» **EXERCISE OBJECTIVE**:
Write out the lines verbatim, beginning with the first line and stopping after the line that contains "x=1017 y=692". Include both of those lines.

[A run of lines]
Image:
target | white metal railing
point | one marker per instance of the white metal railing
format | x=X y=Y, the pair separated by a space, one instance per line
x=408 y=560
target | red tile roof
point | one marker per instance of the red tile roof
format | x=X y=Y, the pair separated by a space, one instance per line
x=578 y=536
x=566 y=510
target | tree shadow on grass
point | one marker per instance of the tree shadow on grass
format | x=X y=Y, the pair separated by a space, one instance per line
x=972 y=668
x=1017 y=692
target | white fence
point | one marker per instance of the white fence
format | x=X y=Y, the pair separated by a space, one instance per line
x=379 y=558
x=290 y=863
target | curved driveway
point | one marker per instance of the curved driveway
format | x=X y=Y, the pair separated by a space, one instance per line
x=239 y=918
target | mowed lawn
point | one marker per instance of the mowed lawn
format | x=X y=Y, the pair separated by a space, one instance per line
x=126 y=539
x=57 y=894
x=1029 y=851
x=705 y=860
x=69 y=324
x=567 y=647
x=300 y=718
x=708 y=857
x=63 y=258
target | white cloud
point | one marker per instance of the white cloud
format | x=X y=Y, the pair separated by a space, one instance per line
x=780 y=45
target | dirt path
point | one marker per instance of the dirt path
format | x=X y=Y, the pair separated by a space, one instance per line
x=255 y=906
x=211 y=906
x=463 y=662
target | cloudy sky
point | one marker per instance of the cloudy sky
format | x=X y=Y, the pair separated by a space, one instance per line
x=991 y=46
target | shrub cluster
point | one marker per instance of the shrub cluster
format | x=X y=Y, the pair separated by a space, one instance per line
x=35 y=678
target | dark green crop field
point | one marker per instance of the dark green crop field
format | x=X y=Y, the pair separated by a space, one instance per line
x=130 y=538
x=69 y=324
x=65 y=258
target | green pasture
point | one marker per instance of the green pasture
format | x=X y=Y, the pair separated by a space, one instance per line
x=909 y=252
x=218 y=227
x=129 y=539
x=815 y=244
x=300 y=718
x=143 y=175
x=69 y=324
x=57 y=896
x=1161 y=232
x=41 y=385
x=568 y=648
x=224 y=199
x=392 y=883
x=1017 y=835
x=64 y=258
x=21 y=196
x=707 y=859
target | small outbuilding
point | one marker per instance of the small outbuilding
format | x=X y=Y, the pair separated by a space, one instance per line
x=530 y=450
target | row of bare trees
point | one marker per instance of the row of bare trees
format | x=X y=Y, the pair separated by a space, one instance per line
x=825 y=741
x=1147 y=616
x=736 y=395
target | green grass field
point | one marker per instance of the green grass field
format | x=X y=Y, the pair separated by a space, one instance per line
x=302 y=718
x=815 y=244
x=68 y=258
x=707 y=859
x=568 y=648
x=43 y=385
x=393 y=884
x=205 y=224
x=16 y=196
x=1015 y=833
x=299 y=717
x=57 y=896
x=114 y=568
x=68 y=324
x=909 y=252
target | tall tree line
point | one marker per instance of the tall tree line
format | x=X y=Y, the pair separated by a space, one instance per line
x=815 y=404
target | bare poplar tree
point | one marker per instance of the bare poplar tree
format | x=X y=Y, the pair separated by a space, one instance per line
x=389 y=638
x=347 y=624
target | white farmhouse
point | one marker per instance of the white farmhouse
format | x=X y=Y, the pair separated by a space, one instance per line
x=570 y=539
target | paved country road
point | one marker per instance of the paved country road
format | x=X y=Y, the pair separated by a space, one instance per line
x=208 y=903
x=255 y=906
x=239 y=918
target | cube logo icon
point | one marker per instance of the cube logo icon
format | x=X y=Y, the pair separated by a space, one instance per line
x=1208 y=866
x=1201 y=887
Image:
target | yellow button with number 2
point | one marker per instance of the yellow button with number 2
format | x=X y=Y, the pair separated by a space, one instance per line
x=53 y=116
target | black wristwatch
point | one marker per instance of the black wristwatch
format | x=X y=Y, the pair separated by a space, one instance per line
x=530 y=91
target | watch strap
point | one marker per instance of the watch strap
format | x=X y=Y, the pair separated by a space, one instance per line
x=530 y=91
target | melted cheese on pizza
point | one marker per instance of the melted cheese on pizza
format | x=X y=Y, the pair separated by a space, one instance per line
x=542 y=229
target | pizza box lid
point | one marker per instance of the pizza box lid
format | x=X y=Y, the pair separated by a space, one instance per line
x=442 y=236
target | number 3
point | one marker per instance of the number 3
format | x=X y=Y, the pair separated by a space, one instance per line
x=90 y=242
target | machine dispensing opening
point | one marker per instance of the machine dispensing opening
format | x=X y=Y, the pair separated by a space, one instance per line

» **WRITTEN RESPONSE**:
Image:
target | white metal railing
point | one marker per instance of the white metal railing
format | x=X y=Y, the pair separated by a space, one instance per line
x=408 y=560
target | red tile roof
point | one marker per instance of the red tile roof
format | x=X y=Y, the pair separated by a space, one instance per line
x=578 y=536
x=566 y=510
target | tree shadow on grass
point | one marker per instance of the tree shadow on grass
format | x=X y=Y, the pair separated by a space, one instance per line
x=972 y=668
x=1017 y=692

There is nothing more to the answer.